• [RECORDED INFORMATION]:
** START **
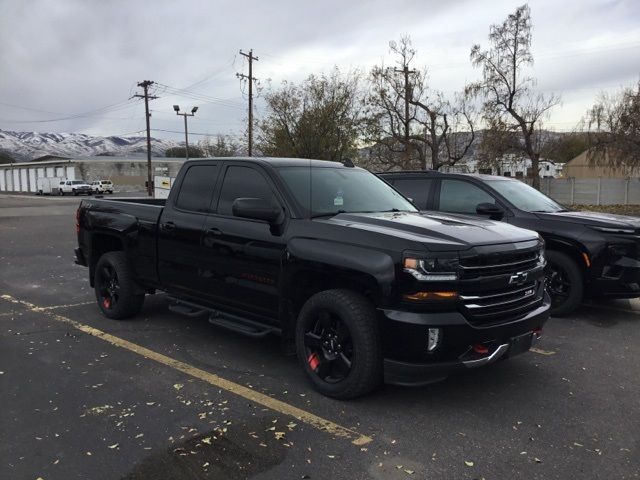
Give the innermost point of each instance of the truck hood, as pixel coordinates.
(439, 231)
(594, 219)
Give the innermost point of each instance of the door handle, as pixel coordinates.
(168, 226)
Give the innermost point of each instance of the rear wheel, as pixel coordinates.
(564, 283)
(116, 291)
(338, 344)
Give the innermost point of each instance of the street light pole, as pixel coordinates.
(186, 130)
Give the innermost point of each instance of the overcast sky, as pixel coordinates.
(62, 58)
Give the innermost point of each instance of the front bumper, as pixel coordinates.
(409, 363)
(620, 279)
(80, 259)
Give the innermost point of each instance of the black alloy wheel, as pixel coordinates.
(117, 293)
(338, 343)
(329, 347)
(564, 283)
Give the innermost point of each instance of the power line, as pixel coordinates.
** END **
** START **
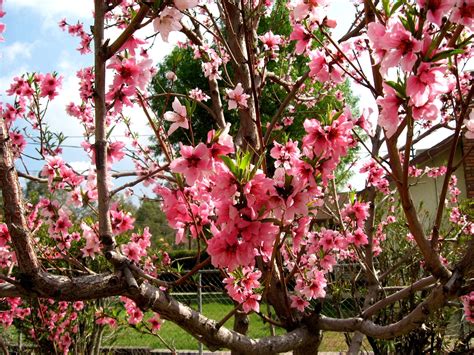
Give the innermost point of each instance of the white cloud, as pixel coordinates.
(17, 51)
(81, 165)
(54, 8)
** END **
• [WORK TO DO]: From the lines above, copy out only those that contain the string "wheel". Case counts.

• [ANSWER FOR THE TASK]:
Give the innermost point of each instance of the rear wheel, as pixel coordinates.
Give the innermost point of each instance of the black alloy wheel, as pixel coordinates.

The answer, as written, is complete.